- _ЦИТИРУЕМЫЙ ОТРЫВОК_
Хачатур Абовян - страница 15
Революция в Польше. 29 ноября 1830 года. Гравюра на меди (музей ИМЭЛ)
Июльская революция всколыхнула также и итальянских патриотов-карбонариев, движение которых к этому времени быстро было обезврежено.
Конечно, все эти обстоятельства непосредственного воздействия на Абовяна могли и не оказать; ни участвовать в них, ни регулярно следить за их ходом он вероятно не мог, его друзья также не были в какой-либо мере связаны с этим движением. Но революции наполняли всю атмосферу первых двух лет пребывания Абовяна в Дерпте, о них говорили, их программу читали.
Все это, разумеется, создавало благоприятную обстановку для развития демократических черт в воззрениях Абовяна.
В Дерите училось не мало поляков и детей польских патриотов. Они несомненно были чрезвычайно взбудоражены происходившим на их родине восстанием, знали его лозунги и беседовали о них.
Среди студентов были не только поляки, но и греки, пережившие недавно свою освободительную войну. Они были руссофилы, но эти люди, пережившие революцию, по-своему понимали руссофильство. Сам Абовян упоминает про двух греков, приехавших из Греции, с которыми его познакомил Паррот.
Трудно верить, чтобы студенты поляки, греки, вышедшие из недр народов, так недавно еще восставших против русского императора и турецкого султана, на глазах которых прошли освободительная война и революция, чтобы они не говорили о народном восстании, о славе вчерашних дней. Они с увлечением рассказывали всем о том великом героизме, который присущ именно им, грекам, полякам, о свободолюбии их народа, сохранившим в памяти великие имена Перикла или Костюшко… Национал-демократическая фразеология всюду сконструирована по одному и тому же образцу.
Что мог Абовян противопоставить этим горделивым разговорам? В своем дневнике он десятки раз регистрирует, как он защищал славу армянского народа, многократно варьирует аргументы, которые он при этом приводил, но современный читатель легко поймет состояние Абовяна, если узнает, что против рассказов о гордых революционных дерзаниях он должен был апеллировать к давно прошедшей сомнительной славе, фантастическим деяниям «святых» юродивых и многогрешных попов, к жалким преданиям о просвещенности и христианских добродетелях какого-нибудь из плаксивых католикосов…
Самолюбие Абовяна вероятно страдало от соприкосновения с историей других народов, уже сложившихся как нации, уже осознавших свою непримиримую вражду с феодализмом, уже предъявивших счет истории и нашедших себе место в современном тесном капиталистическом мире.

(Данные указательных выражений)

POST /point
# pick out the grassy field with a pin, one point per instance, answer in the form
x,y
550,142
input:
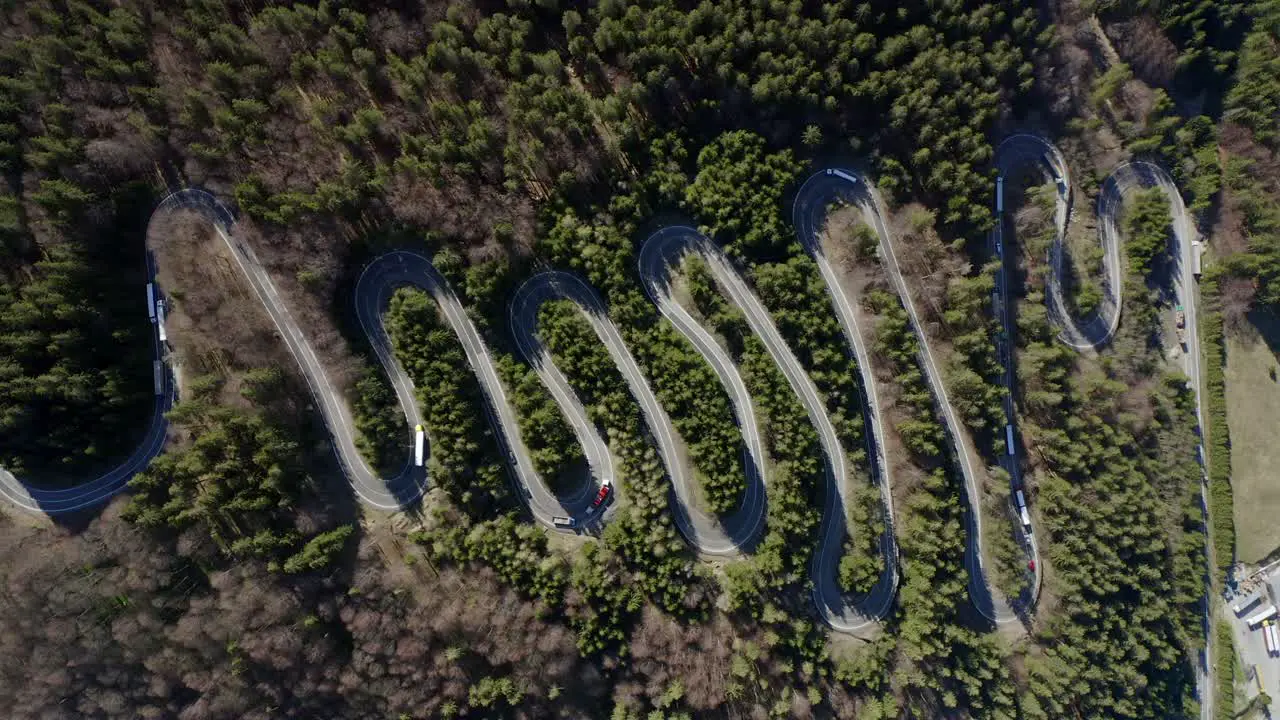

- _ЗАДАНИЕ_
Укажите, с кем, согласно отрывку об Абовяне, его познакомил Паррот.

- _ОТВЕТ_
С двумя греками, приехавшими из Греции.